*Stated exercise:* Copy out only the span from the line with "Annotation guideline: for every instance of the alloy" to the end of the data, both ends kept, word for word.

* Start Data supplied *

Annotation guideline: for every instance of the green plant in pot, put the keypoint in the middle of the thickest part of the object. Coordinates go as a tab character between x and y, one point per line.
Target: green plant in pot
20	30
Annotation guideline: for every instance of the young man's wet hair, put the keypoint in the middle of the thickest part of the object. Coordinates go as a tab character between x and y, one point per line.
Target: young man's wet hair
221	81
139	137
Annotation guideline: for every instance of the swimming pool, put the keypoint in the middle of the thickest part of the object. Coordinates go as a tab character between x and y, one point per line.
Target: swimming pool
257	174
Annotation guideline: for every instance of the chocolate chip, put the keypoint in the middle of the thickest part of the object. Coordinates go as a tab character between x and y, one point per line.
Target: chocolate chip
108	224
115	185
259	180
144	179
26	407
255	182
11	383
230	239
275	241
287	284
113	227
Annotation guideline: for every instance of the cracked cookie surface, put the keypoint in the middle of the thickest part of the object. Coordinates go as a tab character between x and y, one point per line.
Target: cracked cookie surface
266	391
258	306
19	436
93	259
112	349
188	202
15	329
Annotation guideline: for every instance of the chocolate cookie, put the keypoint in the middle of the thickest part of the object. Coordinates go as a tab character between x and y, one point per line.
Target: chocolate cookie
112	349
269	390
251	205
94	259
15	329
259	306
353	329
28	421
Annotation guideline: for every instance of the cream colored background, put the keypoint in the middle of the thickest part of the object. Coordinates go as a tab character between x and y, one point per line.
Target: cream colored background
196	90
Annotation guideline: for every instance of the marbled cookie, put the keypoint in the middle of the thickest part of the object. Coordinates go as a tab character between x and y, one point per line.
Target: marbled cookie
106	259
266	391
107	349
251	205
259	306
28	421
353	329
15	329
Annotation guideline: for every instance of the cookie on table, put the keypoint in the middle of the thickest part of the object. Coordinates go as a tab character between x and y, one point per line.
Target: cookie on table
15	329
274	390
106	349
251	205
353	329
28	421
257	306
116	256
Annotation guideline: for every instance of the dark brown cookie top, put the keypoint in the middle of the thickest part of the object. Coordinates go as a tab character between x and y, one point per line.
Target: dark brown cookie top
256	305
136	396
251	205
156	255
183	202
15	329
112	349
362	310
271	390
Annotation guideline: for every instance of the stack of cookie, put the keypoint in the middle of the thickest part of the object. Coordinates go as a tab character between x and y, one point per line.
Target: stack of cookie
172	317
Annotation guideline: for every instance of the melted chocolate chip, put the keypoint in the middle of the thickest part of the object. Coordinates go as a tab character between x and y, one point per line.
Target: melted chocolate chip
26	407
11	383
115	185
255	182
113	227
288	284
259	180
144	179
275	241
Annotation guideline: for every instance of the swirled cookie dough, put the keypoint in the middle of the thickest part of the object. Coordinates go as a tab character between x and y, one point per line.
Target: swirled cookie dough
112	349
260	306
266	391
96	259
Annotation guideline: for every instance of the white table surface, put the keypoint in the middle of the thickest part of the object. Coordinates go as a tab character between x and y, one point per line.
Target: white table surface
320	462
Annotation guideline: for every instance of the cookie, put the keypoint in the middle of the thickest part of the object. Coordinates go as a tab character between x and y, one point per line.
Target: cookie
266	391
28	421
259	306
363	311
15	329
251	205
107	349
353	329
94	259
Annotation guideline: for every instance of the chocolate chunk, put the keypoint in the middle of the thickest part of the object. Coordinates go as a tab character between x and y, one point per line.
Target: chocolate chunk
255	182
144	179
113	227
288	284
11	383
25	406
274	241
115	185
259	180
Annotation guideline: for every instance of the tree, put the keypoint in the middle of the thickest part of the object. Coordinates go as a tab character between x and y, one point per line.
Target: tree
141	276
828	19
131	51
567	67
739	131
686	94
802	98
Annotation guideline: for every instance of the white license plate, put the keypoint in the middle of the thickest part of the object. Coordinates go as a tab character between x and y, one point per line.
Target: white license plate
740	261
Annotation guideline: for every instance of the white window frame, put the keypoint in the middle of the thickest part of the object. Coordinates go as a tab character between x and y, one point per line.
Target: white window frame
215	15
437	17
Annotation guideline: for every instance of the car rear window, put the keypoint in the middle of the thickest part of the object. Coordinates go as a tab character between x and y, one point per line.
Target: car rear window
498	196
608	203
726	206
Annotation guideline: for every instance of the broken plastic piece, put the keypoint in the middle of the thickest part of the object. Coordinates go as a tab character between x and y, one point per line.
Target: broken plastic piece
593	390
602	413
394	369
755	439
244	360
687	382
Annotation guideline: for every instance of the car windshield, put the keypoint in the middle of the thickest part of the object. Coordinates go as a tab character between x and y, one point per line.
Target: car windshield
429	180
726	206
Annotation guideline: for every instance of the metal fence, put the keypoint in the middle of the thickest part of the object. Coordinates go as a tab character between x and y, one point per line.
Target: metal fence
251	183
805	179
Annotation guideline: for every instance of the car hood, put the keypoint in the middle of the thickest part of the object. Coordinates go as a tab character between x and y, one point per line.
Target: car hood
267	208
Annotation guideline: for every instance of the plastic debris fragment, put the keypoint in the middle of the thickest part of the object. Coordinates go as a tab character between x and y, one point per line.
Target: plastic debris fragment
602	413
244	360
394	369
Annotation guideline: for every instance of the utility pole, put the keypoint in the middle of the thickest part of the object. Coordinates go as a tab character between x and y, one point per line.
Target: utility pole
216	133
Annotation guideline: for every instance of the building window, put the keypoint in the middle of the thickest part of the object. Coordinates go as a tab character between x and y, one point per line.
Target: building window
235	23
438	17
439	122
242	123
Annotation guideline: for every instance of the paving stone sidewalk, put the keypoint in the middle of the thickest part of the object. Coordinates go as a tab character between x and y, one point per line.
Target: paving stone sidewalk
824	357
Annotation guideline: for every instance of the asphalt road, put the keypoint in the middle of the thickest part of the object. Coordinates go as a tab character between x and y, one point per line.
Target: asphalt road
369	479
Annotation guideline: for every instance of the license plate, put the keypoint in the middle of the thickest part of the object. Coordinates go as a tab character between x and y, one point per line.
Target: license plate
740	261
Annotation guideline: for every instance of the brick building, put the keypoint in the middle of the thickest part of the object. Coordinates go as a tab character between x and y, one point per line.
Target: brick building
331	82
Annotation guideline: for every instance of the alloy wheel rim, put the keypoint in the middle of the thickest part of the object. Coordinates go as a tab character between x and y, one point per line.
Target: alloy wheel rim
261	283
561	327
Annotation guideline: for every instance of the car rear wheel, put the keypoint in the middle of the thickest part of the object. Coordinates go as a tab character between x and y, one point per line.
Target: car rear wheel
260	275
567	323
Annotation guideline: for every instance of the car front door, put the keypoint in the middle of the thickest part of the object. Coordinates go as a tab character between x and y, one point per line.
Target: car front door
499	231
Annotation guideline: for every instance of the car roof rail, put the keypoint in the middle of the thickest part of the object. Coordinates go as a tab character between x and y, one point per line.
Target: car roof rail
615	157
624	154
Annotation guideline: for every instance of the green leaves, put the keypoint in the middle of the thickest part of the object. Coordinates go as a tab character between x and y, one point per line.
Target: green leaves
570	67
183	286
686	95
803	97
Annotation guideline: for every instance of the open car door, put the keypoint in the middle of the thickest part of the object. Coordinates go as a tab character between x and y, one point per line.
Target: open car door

* End Data supplied *

*Task solution:*
Annotation guideline: for every instance of the alloy wheel rim, put the keypoint in the middle of the thickest part of the object. Coordinates go as a tab character between x and y, one point per line.
Target: alloy wheel rim
261	283
561	327
Annotation guideline: for every instance of the car rear wheel, put the keypoint in the middle of the thickest part of the object. Coordinates go as a tab character between x and y, one point per line.
Target: car rear wheel
260	275
567	323
Annotation guideline: for every instance of the car front door, put the keypoint in the middle of the thickest part of the object. Coordinates go as a tab character between x and y, one point per line.
Target: car front door
499	231
Annotation guideline: for every instance of the car roof rail, put the keypoint in the middle of the thickest part of the object. Coordinates go as a tab character between x and y, one point per line.
Target: car roof rail
615	157
624	154
Annotation guideline: for every instance of the green leaves, put the keypoint in the middle of the thickest part of the object. Coordinates go as a tab character between x and y, one point per line.
Target: green leaves
570	67
183	286
686	95
803	97
Annotation guideline: for every instance of the open car door, put the keypoint in the middle of the thickest part of the object. Coordinates go as a tab character between x and y, one point per line.
Target: open car door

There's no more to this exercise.